A central agent hub fans out to several DevOps workflow lanes; two lanes pass with green checks and two are crossed off in red and dropped — the workflows that earned their keep versus the ones shut off.

Agent-based DevOps with Q Developer — kept vs tossed

#aws #q-developer #agents #devops #ci-cd #ai

We've been running Amazon Q Developer agents across our engineering org for about eight months. Started cautiously, expanded carefully, and pruned hard. What's stayed, what's gone, and the metric that made the case to leadership to keep going.

What we kept

1. Dependency-upgrade agent

The biggest win. Q Developer reads our package.json / pom.xml / Cargo.toml on a schedule, identifies dependencies behind the current safe version, opens PRs one at a time, runs the test suite, and labels the PR by risk.

Three categories of upgrade get auto-merged after CI passes:

Patch versions with no breaking-change notes
Minor versions of dev dependencies (linters, type checkers, formatters)
Security-only updates on dependencies flagged by Dependabot

Everything else opens a PR for human review.

Why it stuck: dependency upgrades are toil. They're not interesting. They're a never-ending background workload that gets deferred until something breaks. An agent that handles 80% of them automatically and surfaces the 20% that need judgment is exactly the right shape for this kind of work.

■ **To do**
Continue the post on agent-based DevOps with Q Developer, picking up right after its last sentence.

■ **Supplied information**
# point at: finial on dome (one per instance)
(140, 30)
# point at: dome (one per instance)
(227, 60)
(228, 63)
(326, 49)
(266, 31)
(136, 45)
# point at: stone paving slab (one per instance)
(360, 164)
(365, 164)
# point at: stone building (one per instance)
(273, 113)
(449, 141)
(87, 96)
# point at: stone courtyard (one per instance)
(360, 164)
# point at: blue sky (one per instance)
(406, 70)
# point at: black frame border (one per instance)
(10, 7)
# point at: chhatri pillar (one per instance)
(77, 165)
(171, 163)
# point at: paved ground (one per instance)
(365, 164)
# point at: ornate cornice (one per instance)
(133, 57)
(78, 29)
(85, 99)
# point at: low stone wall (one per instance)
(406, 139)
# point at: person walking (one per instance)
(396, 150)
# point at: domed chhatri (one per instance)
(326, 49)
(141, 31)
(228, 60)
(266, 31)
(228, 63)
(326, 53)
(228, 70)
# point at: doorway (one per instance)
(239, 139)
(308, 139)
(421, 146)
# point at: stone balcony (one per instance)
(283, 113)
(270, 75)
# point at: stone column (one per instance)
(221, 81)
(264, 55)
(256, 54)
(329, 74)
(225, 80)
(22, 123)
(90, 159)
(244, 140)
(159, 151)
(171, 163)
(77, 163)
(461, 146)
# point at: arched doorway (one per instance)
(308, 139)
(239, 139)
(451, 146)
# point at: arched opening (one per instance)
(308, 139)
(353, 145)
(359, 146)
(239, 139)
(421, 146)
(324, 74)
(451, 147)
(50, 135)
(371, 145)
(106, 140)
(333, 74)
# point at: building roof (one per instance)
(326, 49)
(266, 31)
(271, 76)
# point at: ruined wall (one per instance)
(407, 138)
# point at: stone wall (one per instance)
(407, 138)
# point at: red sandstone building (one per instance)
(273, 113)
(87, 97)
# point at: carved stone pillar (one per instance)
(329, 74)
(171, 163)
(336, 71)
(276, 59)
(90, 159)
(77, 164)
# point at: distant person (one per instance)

■ **Expected answer**
Number on it: we landed 1,200 dependency-upgrade PRs in 2025 across our repos. Of those, ~950 were auto-merged. The engineering time that recovered is roughly half an engineer-year. Real money.

2. PR review agent (advisory, not blocking)

Every PR gets an automated review pass from Q Developer. It comments on:

Tests it thinks should exist but don't
Edge cases it suspects aren't handled
Patterns inconsistent with the rest of the codebase

The agent's comments are advisory — never blocking. A human reviewer is still required to approve. The reviewer can take or ignore the agent's suggestions.

Why it stuck: it doesn't replace review, it prompts better review. We measured this: human reviewers leave 30% more substantive comments on PRs that the agent has commented on first. The agent isn't smarter than the reviewer; it just primes the reviewer to look harder.

Important nuance: the agent's comments are visibly attributed to the agent. We tried hiding the attribution for a month to see if reviewers would treat them as peer comments. They didn't — they trusted them less. Attribution is a feature, not a bug.

3. Documentation-drift agent

Every time a public API changes in a service, the agent checks whether the corresponding docs were updated in the same PR. If not, it opens a follow-up PR adding the doc changes. The author can edit or close the suggestion.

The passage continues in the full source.